◆ **Supplied passage**:
>>

The residual stresses and FWHM on the tool-averted side of small and large cone geometries are presented in Table IV. It is to be noted that both cone geometries are formed with an identical step-down increment (Δz = 3.75 mm) and distinguish in the component height. Generally, for both geometries, residual compressive stresses were evaluated from XRD measurements. Nevertheless, noticeable deviations in the magnitudes of these stresses can be observed between the sample states. In this regard, higher residual compressive stresses for large cones, especially in the transverse direction of tool movement (TD, σ₂₂), compared to the small cone geometry, can be taken from Table IV. The FWHM values are more pronounced for the larger cone with 0.74 deg than 0.70 deg for the small cone geometry.

4 Discussion

4.1 Shear

To understand the role of shear deformation in the SPIF process, the analysis of textures is particularly well suited. The texture measurements revealed crystal reorientations due to shear, especially on the near-surface tool side of the specimen (see Figs. 5, 7 and 8). This is due to the direct tool contact. The analysis carried out points to a dependence of the occurring shear deformation on the magnitude and number of the vertical step-down increments Δz used and the sheet’s present hardening state.

The intensity of the initial rolling texture increases on the near-surface tool side of linear grooves with a single 10-mm step-down increment. This is caused by the tool’s forming force and the low hardening state of the initial sheet (see Table II). Therefore, the tool causes a near-surface roll-like deformation, which is the reason for the preservation and intensification of the rolling texture in the 222 pole figure shown in Figure 7(a). The roll-like deformation is characterized by stretching in the rolling direction and a compressive force in normal direction.[12] The analysis of inverse pole figures in rolling and normal direction on the near-surface tool side confirms the roll-like deformation exerted by the tool for the single-stage incrementally formed linear groove on the near-surface tool side. This observation was more pronounced using larger step-down increments (no figure shown here).

During SPIF, the punch passes the gauge volume under consideration several times using decreasing step-down increments. Each step increases the dislocation density and leads to significant hardening of the tool contact area (see Table III). The work hardening tends to increase more strongly on the near-surface tool side than on the near-surface tool-averted side with a higher number of step-down increments used.

This observation can be demonstrated by the example of linear grooves presented in Table III. It is important to note that an increasing dislocation density mainly causes peak-broadening (FWHM) during plastic deformation. In this regard, an increase in FWHM, and therefore pronounced work hardening, on the near-surface tool side from 0.63 deg for single-stage formed to 0.75 deg for a multi-stage formed groove (∑Δz = 10) can be observed. It should be noted that both linear grooves have the same component height (h = 10 mm).

The increasing work hardening at the tool contact area using multiple forming steps is caused by increasing shear dominance, which is observed in the 222 pole figures with an increased number of step-down increments used (see Figures 7(b) and (c)). During the first forming steps, the material hardens most strongly.[25] During forming, as the part is manufactured step by step, defects and dislocations accumulate, particularly at the tool contact area of the part, and cause a progressive hardening towards a steady-state range. At this point, the roll-like deformation caused by single-stage forming is replaced by an increasing shear deformation mode, as further plastification is only possible through shear in the increased hardening state.[26]

With increasing forming steps to 20, stronger shear influences the intensity distribution in the 222 pole figure (see Figure 7(c)) and leads to a significant increase in the FWHM from 0.61 deg of the initial sheet state to 0.81 deg for the multi-stage formed plate geometry (see Tables II and III).

<<

◆ **Exercise A**:
Answer these questions from the forming passage, one answer per line:
(i) What step-down increment were both cone geometries formed with?
(ii) What FWHM value is given for the near-surface tool side of the single-stage formed linear groove?
(iii) What FWHM value is given for the initial sheet state?
The forming passage and the entries come from separate sources.

[Outline entries for images]
>>

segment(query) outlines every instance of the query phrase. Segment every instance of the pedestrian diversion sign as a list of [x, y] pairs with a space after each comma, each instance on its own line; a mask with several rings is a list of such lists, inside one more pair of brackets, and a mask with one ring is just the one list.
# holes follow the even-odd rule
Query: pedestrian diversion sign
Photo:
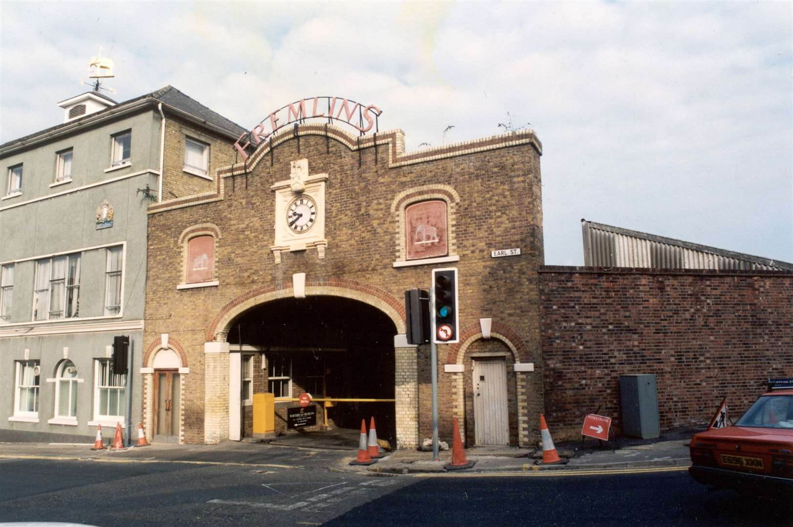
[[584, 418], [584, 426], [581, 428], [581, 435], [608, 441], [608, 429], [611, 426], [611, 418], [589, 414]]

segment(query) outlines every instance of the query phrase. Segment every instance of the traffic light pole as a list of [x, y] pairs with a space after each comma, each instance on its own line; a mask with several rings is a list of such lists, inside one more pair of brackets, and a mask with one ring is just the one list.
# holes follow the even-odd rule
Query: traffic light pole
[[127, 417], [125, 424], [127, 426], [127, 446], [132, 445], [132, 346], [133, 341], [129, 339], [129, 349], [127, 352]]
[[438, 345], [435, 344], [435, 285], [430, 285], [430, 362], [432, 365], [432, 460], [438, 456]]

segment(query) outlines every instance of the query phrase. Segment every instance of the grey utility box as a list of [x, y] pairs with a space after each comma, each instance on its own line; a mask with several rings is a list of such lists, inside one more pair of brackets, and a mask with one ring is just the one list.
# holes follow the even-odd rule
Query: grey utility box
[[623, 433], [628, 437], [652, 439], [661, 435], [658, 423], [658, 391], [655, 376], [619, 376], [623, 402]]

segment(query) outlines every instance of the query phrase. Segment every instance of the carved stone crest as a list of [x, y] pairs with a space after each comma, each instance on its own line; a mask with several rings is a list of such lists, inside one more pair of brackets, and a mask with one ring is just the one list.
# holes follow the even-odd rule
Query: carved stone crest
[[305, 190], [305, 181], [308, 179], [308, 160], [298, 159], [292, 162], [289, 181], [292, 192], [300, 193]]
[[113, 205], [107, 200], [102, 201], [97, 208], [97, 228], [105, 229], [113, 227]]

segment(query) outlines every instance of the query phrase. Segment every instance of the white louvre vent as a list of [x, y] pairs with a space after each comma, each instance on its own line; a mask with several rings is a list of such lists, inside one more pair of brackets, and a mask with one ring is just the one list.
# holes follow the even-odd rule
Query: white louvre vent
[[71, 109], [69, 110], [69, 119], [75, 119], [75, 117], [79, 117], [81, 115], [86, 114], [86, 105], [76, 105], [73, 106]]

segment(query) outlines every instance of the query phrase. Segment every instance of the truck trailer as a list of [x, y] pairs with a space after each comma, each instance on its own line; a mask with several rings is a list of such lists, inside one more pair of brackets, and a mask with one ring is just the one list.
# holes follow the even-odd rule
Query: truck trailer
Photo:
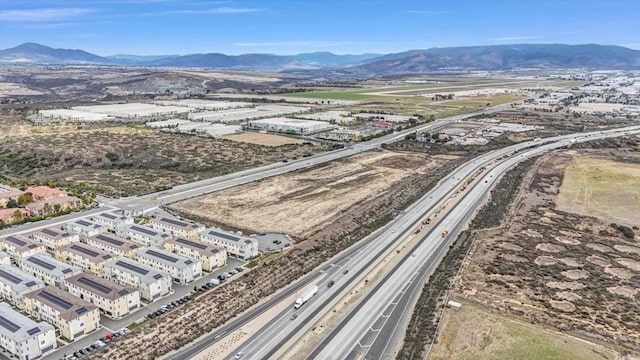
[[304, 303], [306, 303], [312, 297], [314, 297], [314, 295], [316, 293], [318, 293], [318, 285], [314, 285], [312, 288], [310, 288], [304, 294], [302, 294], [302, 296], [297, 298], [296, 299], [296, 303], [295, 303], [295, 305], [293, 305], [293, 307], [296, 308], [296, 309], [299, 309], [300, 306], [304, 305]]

<<

◆ **Exercise B**: Please repeat, from the entries, the lines between the one containing "of the grey" and the one containing "Query: grey utility box", inclusive.

◆ **Expected output A**:
(i) Δz = 3.75 mm
(ii) 0.63 deg
(iii) 0.61 deg

◆ **Expected output B**:
segment(query) outlines every instance of the query phrase. Segment every instance of the grey utility box as a list of [x, y] pairs with a space after each comma, each instance on its own line; a mask with several rings is a list of such lists, inside one more pair of brackets, and a mask with one ring is just the one list.
# holes follow the even-odd rule
Query: grey utility box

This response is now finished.